EXERCISE REQUIREMENTS:
Reproduce the lines of the records starting with the line that contains "Put a dot on each instance of the woman in maroon" and continuing through the end of the records, with both ends included.
** START OF EXERCISE MATERIAL **
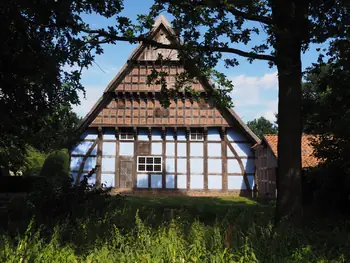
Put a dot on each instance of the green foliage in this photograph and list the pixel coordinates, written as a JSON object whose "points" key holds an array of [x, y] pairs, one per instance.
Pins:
{"points": [[262, 126], [56, 164], [42, 40], [33, 162], [125, 233], [326, 113]]}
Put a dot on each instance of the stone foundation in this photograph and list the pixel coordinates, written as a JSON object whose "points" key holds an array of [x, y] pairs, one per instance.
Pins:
{"points": [[162, 192]]}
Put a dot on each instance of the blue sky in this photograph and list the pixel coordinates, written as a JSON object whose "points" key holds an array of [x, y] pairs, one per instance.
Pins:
{"points": [[255, 85]]}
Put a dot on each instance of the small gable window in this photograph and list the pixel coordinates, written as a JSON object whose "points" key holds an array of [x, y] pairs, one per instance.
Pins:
{"points": [[196, 134], [149, 164], [126, 134]]}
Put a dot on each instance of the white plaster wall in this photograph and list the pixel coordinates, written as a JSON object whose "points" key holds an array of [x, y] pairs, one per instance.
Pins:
{"points": [[233, 166], [215, 166], [214, 149], [181, 135], [107, 180], [75, 163], [214, 134], [170, 149], [181, 182], [108, 164], [197, 182], [229, 152], [143, 135], [156, 180], [156, 134], [109, 134], [181, 165], [126, 148], [170, 135], [181, 149], [237, 182], [249, 166], [156, 148], [170, 165], [214, 182], [109, 148], [196, 165], [142, 180], [170, 181]]}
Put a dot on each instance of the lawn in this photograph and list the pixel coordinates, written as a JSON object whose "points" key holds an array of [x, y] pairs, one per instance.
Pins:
{"points": [[174, 229]]}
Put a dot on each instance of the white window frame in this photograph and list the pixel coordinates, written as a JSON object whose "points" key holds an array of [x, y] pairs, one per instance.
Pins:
{"points": [[153, 164], [126, 132], [195, 132]]}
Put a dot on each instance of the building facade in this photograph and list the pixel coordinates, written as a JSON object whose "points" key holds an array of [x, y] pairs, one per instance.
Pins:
{"points": [[133, 144], [266, 162]]}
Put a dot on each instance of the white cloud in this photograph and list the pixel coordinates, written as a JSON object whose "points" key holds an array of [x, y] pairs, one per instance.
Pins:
{"points": [[93, 93], [255, 96]]}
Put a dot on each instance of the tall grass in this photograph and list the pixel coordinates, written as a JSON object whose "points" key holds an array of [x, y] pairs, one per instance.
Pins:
{"points": [[61, 223], [237, 237]]}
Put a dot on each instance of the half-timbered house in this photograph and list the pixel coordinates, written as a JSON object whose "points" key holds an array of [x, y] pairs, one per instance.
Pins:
{"points": [[135, 144], [266, 162]]}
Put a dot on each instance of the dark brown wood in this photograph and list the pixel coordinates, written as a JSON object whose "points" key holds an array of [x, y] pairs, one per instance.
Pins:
{"points": [[224, 160], [117, 161], [134, 169], [126, 172], [246, 181], [176, 158], [86, 156], [163, 158], [99, 157], [188, 160], [205, 156]]}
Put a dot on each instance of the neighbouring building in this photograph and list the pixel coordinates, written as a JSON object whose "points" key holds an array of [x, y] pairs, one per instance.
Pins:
{"points": [[133, 144], [266, 162]]}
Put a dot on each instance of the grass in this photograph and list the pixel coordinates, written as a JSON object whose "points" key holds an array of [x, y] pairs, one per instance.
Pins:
{"points": [[176, 229]]}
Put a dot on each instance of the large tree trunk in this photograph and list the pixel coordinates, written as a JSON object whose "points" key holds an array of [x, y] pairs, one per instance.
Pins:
{"points": [[290, 23]]}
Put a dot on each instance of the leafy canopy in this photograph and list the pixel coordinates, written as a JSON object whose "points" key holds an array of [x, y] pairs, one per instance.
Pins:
{"points": [[262, 126]]}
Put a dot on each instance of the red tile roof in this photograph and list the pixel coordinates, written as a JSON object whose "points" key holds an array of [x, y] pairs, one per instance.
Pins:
{"points": [[308, 158]]}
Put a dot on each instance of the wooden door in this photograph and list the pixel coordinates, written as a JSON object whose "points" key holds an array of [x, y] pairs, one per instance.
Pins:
{"points": [[126, 178]]}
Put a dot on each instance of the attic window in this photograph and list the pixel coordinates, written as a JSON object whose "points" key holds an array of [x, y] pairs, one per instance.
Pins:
{"points": [[126, 134], [196, 134]]}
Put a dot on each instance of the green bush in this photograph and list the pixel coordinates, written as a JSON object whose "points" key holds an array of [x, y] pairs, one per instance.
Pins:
{"points": [[34, 161], [56, 164]]}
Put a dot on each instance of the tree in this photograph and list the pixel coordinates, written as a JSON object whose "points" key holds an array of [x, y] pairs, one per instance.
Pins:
{"points": [[209, 28], [326, 113], [262, 126], [40, 39]]}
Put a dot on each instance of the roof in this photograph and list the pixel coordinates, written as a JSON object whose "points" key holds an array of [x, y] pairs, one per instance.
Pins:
{"points": [[307, 156], [160, 24]]}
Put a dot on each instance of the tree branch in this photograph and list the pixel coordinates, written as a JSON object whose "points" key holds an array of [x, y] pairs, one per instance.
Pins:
{"points": [[154, 43], [257, 18]]}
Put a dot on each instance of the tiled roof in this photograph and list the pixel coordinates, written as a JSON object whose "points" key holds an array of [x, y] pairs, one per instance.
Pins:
{"points": [[307, 156]]}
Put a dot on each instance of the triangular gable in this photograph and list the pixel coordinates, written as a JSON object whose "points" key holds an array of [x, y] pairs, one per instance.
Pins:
{"points": [[164, 33]]}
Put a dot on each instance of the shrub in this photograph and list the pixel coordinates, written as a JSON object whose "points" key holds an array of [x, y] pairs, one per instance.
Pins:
{"points": [[56, 164], [34, 161]]}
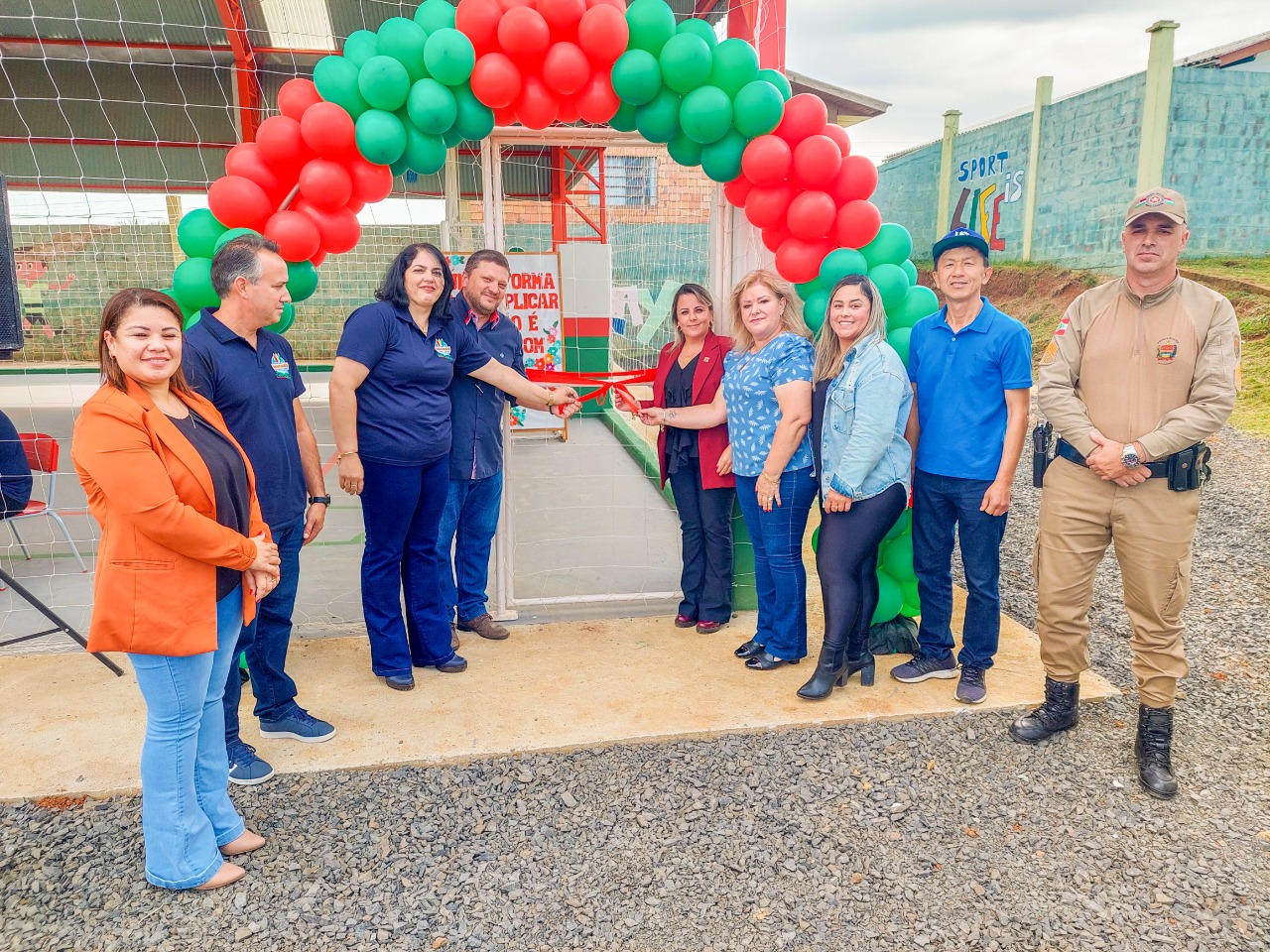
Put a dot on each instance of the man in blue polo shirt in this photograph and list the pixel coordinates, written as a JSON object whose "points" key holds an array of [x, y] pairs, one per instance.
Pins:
{"points": [[970, 367], [250, 375], [476, 453]]}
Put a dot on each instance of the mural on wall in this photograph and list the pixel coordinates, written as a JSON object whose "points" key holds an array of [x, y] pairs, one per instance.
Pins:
{"points": [[979, 206]]}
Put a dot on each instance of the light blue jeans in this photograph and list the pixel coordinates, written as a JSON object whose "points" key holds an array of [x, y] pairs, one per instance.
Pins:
{"points": [[186, 807]]}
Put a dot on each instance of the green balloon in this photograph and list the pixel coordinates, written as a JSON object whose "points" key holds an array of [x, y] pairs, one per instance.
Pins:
{"points": [[435, 14], [685, 150], [721, 160], [758, 108], [778, 79], [335, 79], [384, 82], [403, 40], [475, 119], [706, 114], [361, 46], [302, 280], [191, 284], [380, 137], [425, 153], [652, 24], [685, 62], [432, 107], [197, 234], [890, 599], [449, 56], [658, 121], [624, 119], [892, 245], [735, 63], [636, 76]]}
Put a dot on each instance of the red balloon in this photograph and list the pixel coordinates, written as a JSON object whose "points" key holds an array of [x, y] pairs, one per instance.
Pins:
{"points": [[799, 261], [856, 179], [325, 182], [838, 135], [538, 105], [767, 207], [603, 33], [857, 223], [296, 235], [817, 160], [524, 35], [737, 190], [339, 229], [597, 102], [806, 114], [477, 21], [495, 80], [371, 182], [296, 95], [812, 214], [239, 203], [767, 160], [566, 68], [329, 131]]}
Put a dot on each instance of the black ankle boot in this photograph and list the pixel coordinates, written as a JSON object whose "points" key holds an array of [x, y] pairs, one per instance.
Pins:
{"points": [[1060, 712], [829, 674], [1155, 740]]}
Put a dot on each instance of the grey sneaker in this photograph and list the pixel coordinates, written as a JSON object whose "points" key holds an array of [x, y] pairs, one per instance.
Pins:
{"points": [[971, 689], [922, 666]]}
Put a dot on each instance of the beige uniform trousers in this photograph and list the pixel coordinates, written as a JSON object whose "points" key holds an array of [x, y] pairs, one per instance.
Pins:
{"points": [[1152, 529]]}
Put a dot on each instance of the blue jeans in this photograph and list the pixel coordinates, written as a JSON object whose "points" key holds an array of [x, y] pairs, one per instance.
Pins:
{"points": [[780, 576], [266, 639], [940, 506], [186, 807], [402, 507], [468, 525]]}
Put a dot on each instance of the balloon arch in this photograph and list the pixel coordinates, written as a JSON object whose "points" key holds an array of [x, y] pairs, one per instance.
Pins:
{"points": [[397, 99]]}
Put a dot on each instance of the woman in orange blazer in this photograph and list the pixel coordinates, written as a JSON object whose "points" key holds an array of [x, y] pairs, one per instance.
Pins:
{"points": [[698, 462], [183, 558]]}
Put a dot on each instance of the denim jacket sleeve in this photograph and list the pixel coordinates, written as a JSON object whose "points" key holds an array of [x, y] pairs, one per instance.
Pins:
{"points": [[878, 398]]}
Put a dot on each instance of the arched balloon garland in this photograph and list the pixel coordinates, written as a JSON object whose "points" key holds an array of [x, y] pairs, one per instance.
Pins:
{"points": [[398, 98]]}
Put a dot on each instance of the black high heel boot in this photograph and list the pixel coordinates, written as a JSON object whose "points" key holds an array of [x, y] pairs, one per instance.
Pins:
{"points": [[829, 674]]}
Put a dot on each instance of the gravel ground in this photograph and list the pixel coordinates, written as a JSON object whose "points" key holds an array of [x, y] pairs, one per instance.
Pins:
{"points": [[929, 834]]}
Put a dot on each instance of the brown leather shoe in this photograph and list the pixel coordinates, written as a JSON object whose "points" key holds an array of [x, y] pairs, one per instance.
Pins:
{"points": [[486, 627]]}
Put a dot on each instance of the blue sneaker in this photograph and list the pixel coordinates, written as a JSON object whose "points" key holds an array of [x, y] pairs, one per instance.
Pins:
{"points": [[299, 725], [922, 666], [245, 769]]}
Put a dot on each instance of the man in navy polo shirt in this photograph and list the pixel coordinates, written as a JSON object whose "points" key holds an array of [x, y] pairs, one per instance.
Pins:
{"points": [[476, 453], [970, 367], [250, 375]]}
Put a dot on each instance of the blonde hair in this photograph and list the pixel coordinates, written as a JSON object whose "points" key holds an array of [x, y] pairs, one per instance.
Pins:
{"points": [[828, 347], [792, 307]]}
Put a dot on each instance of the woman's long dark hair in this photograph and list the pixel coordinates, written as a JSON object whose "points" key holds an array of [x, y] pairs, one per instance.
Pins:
{"points": [[393, 287]]}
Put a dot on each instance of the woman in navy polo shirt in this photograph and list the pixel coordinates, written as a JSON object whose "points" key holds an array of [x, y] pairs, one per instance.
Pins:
{"points": [[766, 399], [390, 414]]}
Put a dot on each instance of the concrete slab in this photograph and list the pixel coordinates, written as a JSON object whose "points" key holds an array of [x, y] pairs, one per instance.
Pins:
{"points": [[71, 728]]}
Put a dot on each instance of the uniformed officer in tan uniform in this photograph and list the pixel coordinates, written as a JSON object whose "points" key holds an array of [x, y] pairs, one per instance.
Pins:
{"points": [[1138, 372]]}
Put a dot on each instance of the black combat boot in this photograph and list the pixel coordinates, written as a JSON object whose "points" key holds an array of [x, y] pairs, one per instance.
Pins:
{"points": [[1155, 739], [1058, 714]]}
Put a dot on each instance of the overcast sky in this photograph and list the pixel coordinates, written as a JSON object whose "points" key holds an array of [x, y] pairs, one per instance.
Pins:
{"points": [[928, 56]]}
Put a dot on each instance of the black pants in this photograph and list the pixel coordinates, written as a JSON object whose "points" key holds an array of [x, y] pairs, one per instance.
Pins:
{"points": [[705, 524], [846, 560]]}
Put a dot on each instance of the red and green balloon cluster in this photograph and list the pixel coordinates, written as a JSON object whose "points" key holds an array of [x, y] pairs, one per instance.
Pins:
{"points": [[544, 61]]}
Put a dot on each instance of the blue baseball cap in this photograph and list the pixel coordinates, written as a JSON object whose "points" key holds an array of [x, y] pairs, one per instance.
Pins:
{"points": [[960, 238]]}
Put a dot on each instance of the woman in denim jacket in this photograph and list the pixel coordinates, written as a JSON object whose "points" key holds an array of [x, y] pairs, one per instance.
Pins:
{"points": [[860, 403]]}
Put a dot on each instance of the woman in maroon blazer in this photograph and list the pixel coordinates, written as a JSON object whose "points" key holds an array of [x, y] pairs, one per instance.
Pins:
{"points": [[698, 462]]}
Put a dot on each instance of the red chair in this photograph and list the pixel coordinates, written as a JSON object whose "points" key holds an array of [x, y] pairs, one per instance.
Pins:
{"points": [[42, 453]]}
** END OF EXERCISE MATERIAL **
SOLUTION BELOW:
Put a dot on each instance of the woman in maroon blazer in this photograph and list the pixel coordinates, written as a JSON object whose "points" key holds an array of [x, y] pairs, one per instance.
Pins:
{"points": [[698, 462]]}
Put a dot on each instance of the red chair in this photograph and list the pixel coordinates, written as a JSON object whose "points" key holds an array of [x, y] pairs, one per instance.
Pins:
{"points": [[42, 453]]}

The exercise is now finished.